What started as a clever engineering solution, splitting frequency ranges between different drivers, has ballooned into a spec war.

A look inside the new FiiO FX17. (From: FiiO)
A look inside the new FiiO FX17. (From: FiiO)

Audiophile forums are filled with debates about whether eight drivers per ear is “enough,” because the flagship model just dropped with fourteen. It seems less about sound now and more about bragging rights.

And manufacturers are happy to play along. High driver counts look impressive in a product listing. They generate buzz. They justify higher prices. Whether they result in better sound? That’s not always part of the conversation.

After testing more IEMs than I can count, I’ve come to a bit of a harsh truth: we’re often paying more for smaller and smaller gains. And sometimes, those extra drivers don’t just fail to help—they actually make things worse.

The Physics Problem No One Wants to Admit

Here’s the part that doesn’t make it into most marketing copy:

There’s a real, unavoidable physics problem with stuffing too many drivers into tiny IEM shells.

Think about it logically. No matter how many drivers are inside, they all funnel sound through the same narrow nozzle into your ear canal.

Unlike speakers placed in a room, IEMs operate in an extremely confined acoustic space. There’s no room for sound to develop, and no meaningful distance between sound sources.

Yes, drivers don’t need physical separation like stereo speakers, but when you place multiple transducers this close together, blending their output cleanly becomes a real challenge.

A high-end crossover for a 3-way loudspeaker. (From: Goldnote)
A high-end crossover for a 3-way loudspeaker. (From: Goldnote)

That proximity, combined with poor crossover design, often leads to phase inconsistencies, timing mismatches, and disjointed frequency blending. The more drivers you introduce, the harder it becomes to ensure they’re all playing together in harmony. And when they don’t, the result is a sound that’s more stitched together than seamless.

When One Beats Many

To see how this plays out in real-world listening, I revisited three IEMs:

On paper, the KZ and FiiO models should dominate. More drivers, more tech, more impressive claims—everything from “expansive staging” to “layered resolution.” But listening tells a different story.

The KZ ZS10 Pro X felt scattered. Bass and mids didn’t lock in rhythmically, vocals floated awkwardly above the instruments, and the stage sounded processed and unnatural.

That doesn't mean the ZS10 Pro X don't look good, though.
That doesn’t mean the ZS10 Pro X don’t look good, though.

The FiiO FH5 showed more refinement and better crossover integration, but still suffered from subtle cohesion issues during longer sessions—particularly in the treble region, where the BA drivers introduced a slightly dry, analytical edge that didn’t fully blend with the warmth of the dynamic driver.

These weren’t bad IEMs—just ones where the complexity didn’t always translate to musical cohesion

The Moondrop Aria, by contrast, just worked. No gimmicks, no over-engineering, just a single dynamic driver doing its job with quiet confidence. The sound was fluid, cohesive, and effortlessly natural with a pretty smooth bass.

The single-driver Aria 2 win over other multi-driver IEMs of different price points.
The single-driver Aria 2 win over other multi-driver IEMs of different price points.

[Data supplied]

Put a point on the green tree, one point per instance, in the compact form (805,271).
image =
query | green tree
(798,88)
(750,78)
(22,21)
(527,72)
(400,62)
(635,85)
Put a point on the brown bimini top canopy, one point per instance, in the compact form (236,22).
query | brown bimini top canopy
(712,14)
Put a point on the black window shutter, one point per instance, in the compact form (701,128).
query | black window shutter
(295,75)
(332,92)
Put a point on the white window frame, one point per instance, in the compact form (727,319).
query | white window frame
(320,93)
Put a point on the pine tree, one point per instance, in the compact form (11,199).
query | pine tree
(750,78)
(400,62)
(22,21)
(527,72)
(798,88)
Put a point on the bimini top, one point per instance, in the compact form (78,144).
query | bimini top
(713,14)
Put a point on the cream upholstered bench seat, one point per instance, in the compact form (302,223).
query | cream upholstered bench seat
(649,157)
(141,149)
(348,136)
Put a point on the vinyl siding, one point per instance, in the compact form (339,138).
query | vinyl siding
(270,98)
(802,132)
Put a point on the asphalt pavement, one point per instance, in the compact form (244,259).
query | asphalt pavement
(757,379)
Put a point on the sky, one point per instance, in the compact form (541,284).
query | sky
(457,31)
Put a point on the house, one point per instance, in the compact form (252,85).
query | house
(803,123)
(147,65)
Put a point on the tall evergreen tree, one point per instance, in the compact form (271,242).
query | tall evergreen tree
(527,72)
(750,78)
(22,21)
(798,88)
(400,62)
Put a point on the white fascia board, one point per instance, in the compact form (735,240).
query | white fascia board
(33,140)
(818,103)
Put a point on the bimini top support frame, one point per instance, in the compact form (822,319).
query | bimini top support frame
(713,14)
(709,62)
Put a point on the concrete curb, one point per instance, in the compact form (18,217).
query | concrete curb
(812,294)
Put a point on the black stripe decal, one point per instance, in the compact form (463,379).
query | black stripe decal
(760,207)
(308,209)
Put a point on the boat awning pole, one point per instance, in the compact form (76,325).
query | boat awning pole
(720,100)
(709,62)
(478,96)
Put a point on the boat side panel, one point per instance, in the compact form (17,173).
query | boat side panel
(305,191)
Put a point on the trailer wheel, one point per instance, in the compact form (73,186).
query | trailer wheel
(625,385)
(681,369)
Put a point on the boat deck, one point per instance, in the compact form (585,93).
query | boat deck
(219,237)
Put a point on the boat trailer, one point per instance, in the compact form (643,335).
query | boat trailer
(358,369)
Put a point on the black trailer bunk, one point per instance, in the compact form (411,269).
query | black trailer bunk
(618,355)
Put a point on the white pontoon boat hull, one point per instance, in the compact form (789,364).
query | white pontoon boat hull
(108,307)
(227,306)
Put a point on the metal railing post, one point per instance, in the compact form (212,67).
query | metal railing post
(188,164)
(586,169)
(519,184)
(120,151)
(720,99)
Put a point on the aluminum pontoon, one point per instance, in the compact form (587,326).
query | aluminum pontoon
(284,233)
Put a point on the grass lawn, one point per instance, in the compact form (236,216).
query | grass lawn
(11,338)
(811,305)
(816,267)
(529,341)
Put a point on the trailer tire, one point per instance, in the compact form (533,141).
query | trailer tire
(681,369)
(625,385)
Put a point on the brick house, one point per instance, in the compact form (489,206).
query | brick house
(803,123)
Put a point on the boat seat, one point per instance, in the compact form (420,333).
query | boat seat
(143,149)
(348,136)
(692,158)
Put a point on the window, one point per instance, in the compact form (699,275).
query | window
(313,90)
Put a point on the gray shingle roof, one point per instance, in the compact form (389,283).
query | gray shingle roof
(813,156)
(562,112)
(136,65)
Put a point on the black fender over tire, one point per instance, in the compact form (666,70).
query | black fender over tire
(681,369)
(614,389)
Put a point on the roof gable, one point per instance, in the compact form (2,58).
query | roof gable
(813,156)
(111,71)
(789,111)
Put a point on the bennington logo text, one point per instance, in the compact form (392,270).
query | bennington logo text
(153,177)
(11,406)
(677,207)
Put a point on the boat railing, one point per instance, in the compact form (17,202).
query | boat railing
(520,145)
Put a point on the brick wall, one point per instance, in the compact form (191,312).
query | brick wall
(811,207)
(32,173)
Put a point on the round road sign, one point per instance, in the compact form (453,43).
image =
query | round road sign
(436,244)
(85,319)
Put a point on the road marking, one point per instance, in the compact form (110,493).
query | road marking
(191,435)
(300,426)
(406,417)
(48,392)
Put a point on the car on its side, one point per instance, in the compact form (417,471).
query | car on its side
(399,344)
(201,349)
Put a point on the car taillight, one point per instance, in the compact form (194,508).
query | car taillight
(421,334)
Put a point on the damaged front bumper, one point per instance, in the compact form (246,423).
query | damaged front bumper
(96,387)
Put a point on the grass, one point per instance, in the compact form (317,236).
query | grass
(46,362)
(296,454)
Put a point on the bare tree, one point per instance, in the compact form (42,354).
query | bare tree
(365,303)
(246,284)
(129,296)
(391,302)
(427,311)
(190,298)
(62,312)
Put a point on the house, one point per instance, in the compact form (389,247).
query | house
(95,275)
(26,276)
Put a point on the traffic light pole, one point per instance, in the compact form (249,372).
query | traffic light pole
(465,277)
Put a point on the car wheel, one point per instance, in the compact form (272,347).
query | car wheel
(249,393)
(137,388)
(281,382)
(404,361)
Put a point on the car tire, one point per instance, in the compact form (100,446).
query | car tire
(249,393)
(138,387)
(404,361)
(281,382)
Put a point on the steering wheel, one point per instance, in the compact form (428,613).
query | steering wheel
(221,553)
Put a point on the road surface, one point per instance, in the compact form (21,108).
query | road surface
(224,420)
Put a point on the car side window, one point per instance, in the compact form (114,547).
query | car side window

[Exercise instructions]
1. Answer these questions using the article on IEM driver counts:
(a) What do all the drivers inside an IEM funnel sound through into the ear canal?
(b) In which model did the BA drivers introduce a slightly dry, analytical edge in the treble region?
(c) What kind of driver does the Moondrop Aria use?
2. Carry the article on IEM driver counts forward from the point where it stops.

[Solved tasks]
1.
(a) The same narrow nozzle.
(b) The FiiO FH5.
(c) A single dynamic driver.

2.
That said, this isn’t some blanket rule that simpler always means better. Every IEM has its own design philosophy, and what clicks for one listener might fall flat for another.

There are times when a multi-driver setup is absolutely justified—especially when you’re chasing full-spectrum performance without compromising efficiency or introducing distortion. When done right, complexity has its place. The key word being: right.

That said, this comparison is a useful reminder: driver count alone doesn’t guarantee better sound. Execution does.

Marketing Versus Engineering

The rise of multi-driver IEMs has less to do with improving sound and more to do with boosting price tags.

The formula is simple: add more drivers, raise the cost, and pocket the margin.

Most people can’t demo IEMs before buying, especially with so much audio gear sold online. That leaves spec sheets and marketing blurbs to do the heavy lifting. And when a quad-driver IEM sits next to a single-driver model at the same price, it’s tempting to assume the one with more parts is inherently better.

It’s the same trap we’ve seen before. Megapixels didn’t make better cameras. Core counts didn’t always make faster CPUs. More can be better—but only if those components are actually working together in a meaningful way.

With budget IEMs, that integration often doesn’t happen. Some drivers are barely contributing to the sound—if at all. They’re there to pad the specs, much like the “third camera” on some phones that’s technically a 2-megapixel sensor doing next to nothing.

This lack of transparency leaves buyers guessing. Without clear standards on what counts as an “active” driver, there’s no way to verify what you’re really getting. And when performance doesn’t match expectation, trust in the product—and the entire category—starts to slip.

There's even this legendary 72-driver IEMs that no one got to hear.
There’s even this legendary 72-driver IEMs that no one got to hear.

That’s not to say complex designs are inherently flawed. When done right, multi-driver setups can deliver exceptional results.

The key is thoughtful engineering.

Brands like 64 Audio, Empire Ears, and JH Audio have proven this. Their top-tier IEMs (like the U12t, Odin, or Layla) use extensive driver arrays—but with careful phase alignment, crossover tuning, and acoustic optimization.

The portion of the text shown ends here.